## What you are asked to do
Could you transcribe the material below exactly, without leaving out a single line?

## Provided material
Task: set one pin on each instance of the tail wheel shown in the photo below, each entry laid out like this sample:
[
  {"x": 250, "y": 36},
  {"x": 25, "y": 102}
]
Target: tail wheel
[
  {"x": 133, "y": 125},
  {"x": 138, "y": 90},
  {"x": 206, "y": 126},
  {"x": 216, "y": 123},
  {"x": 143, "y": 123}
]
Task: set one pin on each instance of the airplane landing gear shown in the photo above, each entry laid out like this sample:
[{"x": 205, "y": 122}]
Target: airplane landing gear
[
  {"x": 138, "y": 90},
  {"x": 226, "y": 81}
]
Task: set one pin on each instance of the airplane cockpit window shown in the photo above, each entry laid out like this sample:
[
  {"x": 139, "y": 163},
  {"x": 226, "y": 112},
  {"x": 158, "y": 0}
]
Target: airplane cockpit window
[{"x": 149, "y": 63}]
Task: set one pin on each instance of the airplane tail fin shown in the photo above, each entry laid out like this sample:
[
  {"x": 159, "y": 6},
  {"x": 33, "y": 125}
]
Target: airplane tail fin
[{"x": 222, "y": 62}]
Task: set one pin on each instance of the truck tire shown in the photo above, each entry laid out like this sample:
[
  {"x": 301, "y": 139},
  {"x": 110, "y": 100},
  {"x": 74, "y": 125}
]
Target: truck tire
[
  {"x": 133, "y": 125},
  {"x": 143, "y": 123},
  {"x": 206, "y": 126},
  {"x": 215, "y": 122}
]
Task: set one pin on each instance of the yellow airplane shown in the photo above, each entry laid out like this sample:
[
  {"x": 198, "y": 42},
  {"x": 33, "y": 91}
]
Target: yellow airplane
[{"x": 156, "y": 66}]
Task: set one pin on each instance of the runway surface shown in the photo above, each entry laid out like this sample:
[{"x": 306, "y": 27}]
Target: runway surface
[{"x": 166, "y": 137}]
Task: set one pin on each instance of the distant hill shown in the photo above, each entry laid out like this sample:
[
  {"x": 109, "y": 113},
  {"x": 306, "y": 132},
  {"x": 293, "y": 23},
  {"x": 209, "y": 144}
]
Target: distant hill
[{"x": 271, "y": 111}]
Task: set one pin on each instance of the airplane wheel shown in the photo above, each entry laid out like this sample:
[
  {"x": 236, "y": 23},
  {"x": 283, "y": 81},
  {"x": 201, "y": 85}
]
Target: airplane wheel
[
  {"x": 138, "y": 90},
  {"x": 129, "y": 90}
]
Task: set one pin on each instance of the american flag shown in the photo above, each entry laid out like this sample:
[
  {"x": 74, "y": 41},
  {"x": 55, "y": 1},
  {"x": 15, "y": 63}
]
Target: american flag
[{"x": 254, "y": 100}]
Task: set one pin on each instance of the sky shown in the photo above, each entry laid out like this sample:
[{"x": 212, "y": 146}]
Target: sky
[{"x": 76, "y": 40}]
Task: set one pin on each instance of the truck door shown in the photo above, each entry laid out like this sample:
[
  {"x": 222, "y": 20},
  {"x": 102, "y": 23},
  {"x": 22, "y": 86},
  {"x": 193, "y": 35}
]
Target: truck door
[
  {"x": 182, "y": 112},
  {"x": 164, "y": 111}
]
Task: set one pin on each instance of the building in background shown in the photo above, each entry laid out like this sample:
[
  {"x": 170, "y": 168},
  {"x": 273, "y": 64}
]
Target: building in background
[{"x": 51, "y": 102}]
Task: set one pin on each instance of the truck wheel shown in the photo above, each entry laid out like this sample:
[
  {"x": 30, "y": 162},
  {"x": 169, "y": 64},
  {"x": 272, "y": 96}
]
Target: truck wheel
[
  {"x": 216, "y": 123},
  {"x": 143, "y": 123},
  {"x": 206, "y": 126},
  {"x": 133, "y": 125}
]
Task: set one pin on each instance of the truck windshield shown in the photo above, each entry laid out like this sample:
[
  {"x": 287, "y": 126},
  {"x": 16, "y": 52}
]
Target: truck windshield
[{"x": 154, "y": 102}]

## Solution to the exercise
Task: set one pin on each instance of the tail wheel shown in the photo below, each entry laid out like this sample:
[
  {"x": 250, "y": 36},
  {"x": 25, "y": 102}
]
Target: tail wheel
[
  {"x": 133, "y": 125},
  {"x": 138, "y": 90},
  {"x": 206, "y": 126},
  {"x": 216, "y": 123},
  {"x": 143, "y": 123}
]
Task: set one pin on each instance of the airplane landing gear shown in the photo above, each entry laid out like this sample:
[{"x": 205, "y": 122}]
Target: airplane landing gear
[
  {"x": 138, "y": 90},
  {"x": 226, "y": 81}
]
Task: set one pin on each instance of the airplane cockpit window shown in the photo above, each entry laid out like this sample:
[
  {"x": 139, "y": 163},
  {"x": 226, "y": 112},
  {"x": 158, "y": 0}
]
Target: airplane cockpit window
[{"x": 149, "y": 63}]
Task: set one pin on each instance of the airplane tail fin shown in the photo above, each entry laid out like this sample:
[
  {"x": 159, "y": 6},
  {"x": 33, "y": 125}
]
Target: airplane tail fin
[{"x": 222, "y": 62}]
Task: set one pin on each instance of the truck tire shown in the photo above, each entry laid out like this sample:
[
  {"x": 301, "y": 139},
  {"x": 110, "y": 100},
  {"x": 74, "y": 125}
]
Target: truck tire
[
  {"x": 133, "y": 125},
  {"x": 143, "y": 123},
  {"x": 206, "y": 126},
  {"x": 215, "y": 122}
]
Task: set one pin on each instance of the yellow airplane shown in the photo above, each entry laid out like this sample:
[
  {"x": 198, "y": 42},
  {"x": 33, "y": 91}
]
Target: yellow airplane
[{"x": 156, "y": 66}]
Task: set one pin on each instance of the runway surface shown in the photo above, each entry laid out like this sample:
[{"x": 306, "y": 27}]
Target: runway surface
[{"x": 166, "y": 137}]
Task: set one pin on each instance of the distant hill shown in the photo above, each entry laid out like this sample:
[
  {"x": 109, "y": 113},
  {"x": 306, "y": 132},
  {"x": 293, "y": 23},
  {"x": 209, "y": 144}
]
Target: distant hill
[{"x": 271, "y": 111}]
Task: set one pin on each instance of the airplane wheel shown in the photo above, each entry laid out like this sample:
[
  {"x": 236, "y": 23},
  {"x": 283, "y": 81},
  {"x": 201, "y": 85}
]
Target: airplane wheel
[
  {"x": 138, "y": 90},
  {"x": 129, "y": 90}
]
Task: set one pin on each instance of the american flag shown in the photo above, each entry laid out like this sample:
[
  {"x": 74, "y": 41},
  {"x": 55, "y": 1},
  {"x": 15, "y": 63}
]
Target: american flag
[{"x": 254, "y": 100}]
Task: set one pin on each instance of the sky shown in the photo above, each entry laid out like this sample:
[{"x": 212, "y": 146}]
Target: sky
[{"x": 76, "y": 40}]
Task: set one pin on each instance of the truck door shown in the photo above, each entry laid out like this sample:
[
  {"x": 222, "y": 20},
  {"x": 102, "y": 23},
  {"x": 22, "y": 86},
  {"x": 193, "y": 35}
]
Target: truck door
[
  {"x": 182, "y": 112},
  {"x": 164, "y": 111}
]
Task: set one pin on each instance of the building in background shown in the photo above, each entry laid out like this sample:
[
  {"x": 170, "y": 168},
  {"x": 273, "y": 64}
]
Target: building in background
[{"x": 51, "y": 102}]
Task: set one pin on each instance of the truck wheel shown in the photo above, each entry laid out like this sample:
[
  {"x": 30, "y": 162},
  {"x": 169, "y": 64},
  {"x": 272, "y": 96}
]
Target: truck wheel
[
  {"x": 216, "y": 123},
  {"x": 143, "y": 123},
  {"x": 206, "y": 126},
  {"x": 133, "y": 125}
]
Task: set one pin on each instance of the truck windshield shown in the photo above, each entry laid out like this sample:
[
  {"x": 287, "y": 126},
  {"x": 16, "y": 52}
]
Target: truck windshield
[{"x": 154, "y": 102}]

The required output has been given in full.